*** Exercise text ***

Cyberattacks and other security breaches affecting, or significant interruptions to, information technology systems on which we rely could have an adverse effect on our business, operations and financial condition, including through harm to our reputation and exposure to liability.
In the ordinary course of our business, we collect, store, and transmit confidential information, including IP, proprietary business information, and personal information of customers, our employees, and contractors (collectively, “Confidential Information”). We also rely on computer systems, hardware, software, technology infrastructure, and online sites and networks for both internal and external operations that are critical to our business and the operation of our energy storage systems (collectively, “IT Systems”). We own and manage some of these IT Systems but also rely on third parties for a range of IT Systems and related products and services. We face numerous and evolving cybersecurity risks that threaten the confidentiality, integrity, and availability of our IT Systems and Confidential Information, including computer malware and viruses (e.g., ransomware), malicious code, misconfigurations, bugs or other vulnerabilities, physical or electronic break-ins, cyberattacks, phishing attacks and other social engineering schemes, employee theft or misuse, human error, fraud, denial or degradation of service attacks and attacks by sophisticated nation-state and nation-state-supported actors, terrorism, war, infrastructure changes and capacity constraints, telecommunication and electrical failures, and similar attacks or disruptions. Any of these could lead to interruption and delays in our services and operations and the loss, misuse or theft of Confidential Information.

*** End of Exercise text ***
*** Data listing ***

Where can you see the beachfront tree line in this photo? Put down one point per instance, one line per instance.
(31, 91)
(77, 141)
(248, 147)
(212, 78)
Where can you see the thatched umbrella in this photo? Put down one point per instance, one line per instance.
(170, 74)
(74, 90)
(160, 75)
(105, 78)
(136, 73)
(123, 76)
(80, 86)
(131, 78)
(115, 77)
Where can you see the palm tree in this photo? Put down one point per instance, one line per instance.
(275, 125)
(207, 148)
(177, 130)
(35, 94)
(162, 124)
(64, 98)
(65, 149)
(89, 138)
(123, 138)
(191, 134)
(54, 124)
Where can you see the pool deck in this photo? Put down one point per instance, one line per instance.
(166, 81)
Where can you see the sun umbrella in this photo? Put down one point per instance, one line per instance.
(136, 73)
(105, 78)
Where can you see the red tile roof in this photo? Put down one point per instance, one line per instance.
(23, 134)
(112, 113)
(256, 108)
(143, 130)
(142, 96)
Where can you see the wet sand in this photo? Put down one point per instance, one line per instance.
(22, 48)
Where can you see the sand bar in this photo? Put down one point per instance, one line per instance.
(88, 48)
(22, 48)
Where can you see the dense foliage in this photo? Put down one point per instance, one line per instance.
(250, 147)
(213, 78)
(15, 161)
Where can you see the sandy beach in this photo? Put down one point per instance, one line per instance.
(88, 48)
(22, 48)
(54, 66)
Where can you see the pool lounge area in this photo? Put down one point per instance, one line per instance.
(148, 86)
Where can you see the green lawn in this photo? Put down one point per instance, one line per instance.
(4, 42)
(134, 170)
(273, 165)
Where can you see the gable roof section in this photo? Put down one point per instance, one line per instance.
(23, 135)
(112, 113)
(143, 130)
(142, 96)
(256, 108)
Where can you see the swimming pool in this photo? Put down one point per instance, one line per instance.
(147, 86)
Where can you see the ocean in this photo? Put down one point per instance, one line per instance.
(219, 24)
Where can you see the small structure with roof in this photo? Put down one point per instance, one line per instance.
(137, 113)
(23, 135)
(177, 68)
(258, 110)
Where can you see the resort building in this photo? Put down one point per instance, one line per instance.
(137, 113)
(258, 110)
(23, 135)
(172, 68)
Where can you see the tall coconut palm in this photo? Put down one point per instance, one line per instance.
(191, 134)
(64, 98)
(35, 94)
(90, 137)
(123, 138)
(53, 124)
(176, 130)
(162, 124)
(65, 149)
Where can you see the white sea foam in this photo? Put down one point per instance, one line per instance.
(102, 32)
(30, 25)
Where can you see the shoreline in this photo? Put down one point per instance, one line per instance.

*** End of Data listing ***

▶ **What to work on**:
Answer these questions from the cybersecurity risk text.
1. What collective term covers the IP, proprietary business information, and personal information that is collected, stored, and transmitted?
2. Besides managing some IT Systems itself, on whom does the company rely for a range of IT Systems?
3. What example of computer malware and viruses is given in parentheses?

▶ **Response to the task**:
1. “Confidential Information”
2. Third parties
3. Ransomware